--- PAGE TEXT Enclosed Below ---

Is the ambulance service in crisis?

Image source, Thinkstock

  • Author, Nick Triggle
  • Role, Health correspondent

It is perhaps one of the untold stories of the health service. While there has been acres of coverage of the junior doctors dispute, the rising waiting times in A&E and the money problems bedevilling the NHS, the plight of the ambulance service has slipped, by-and-large, under the radar.

But of all the parts of the NHS, it is arguably the one under the most strain and where delays have the greatest impact.

In England the ambulance service is meant to respond to the most critical calls - known as red one (cardiac arrests and where the patient is not breathing) and red two (other life-threatening situations) - within eight minutes.

But latest figures show that in March just 66.5% of red one calls and 58% of red two calls were dealt with in that time-frame, down from 73.4% and 69.6% respectively. To put that in context, the rate of deterioration outstrips every other area of the NHS.

It is now 11 months since the red one target was met, while you have to go back to January 2014 for the last time the red two target was achieved. Problems are also being experienced elsewhere in the UK.

--- End of Enclosed PAGE TEXT ---

--- EXERCISE DIRECTIONS ---
Repeat the article on the ambulance service word for word, in full. The material that comes next is separate from this article and has no connection to it.

--- EXCERPTED RECORDS Enclosed Below ---

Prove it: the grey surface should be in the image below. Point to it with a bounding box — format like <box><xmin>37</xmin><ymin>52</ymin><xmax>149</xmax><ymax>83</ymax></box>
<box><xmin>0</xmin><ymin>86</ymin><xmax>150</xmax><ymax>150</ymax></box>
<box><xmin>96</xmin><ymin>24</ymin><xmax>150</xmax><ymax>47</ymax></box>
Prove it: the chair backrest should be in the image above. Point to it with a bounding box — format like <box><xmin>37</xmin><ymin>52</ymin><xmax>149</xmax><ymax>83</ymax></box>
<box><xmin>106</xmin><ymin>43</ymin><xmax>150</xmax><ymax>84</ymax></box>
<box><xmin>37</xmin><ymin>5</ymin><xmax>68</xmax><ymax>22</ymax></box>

--- End of Enclosed EXCERPTED RECORDS ---

--- EXERCISE RESULT ---
Is the ambulance service in crisis?

Image source, Thinkstock

  • Author, Nick Triggle
  • Role, Health correspondent

It is perhaps one of the untold stories of the health service. While there has been acres of coverage of the junior doctors dispute, the rising waiting times in A&E and the money problems bedevilling the NHS, the plight of the ambulance service has slipped, by-and-large, under the radar.

But of all the parts of the NHS, it is arguably the one under the most strain and where delays have the greatest impact.

In England the ambulance service is meant to respond to the most critical calls - known as red one (cardiac arrests and where the patient is not breathing) and red two (other life-threatening situations) - within eight minutes.

But latest figures show that in March just 66.5% of red one calls and 58% of red two calls were dealt with in that time-frame, down from 73.4% and 69.6% respectively. To put that in context, the rate of deterioration outstrips every other area of the NHS.

It is now 11 months since the red one target was met, while you have to go back to January 2014 for the last time the red two target was achieved. Problems are also being experienced elsewhere in the UK.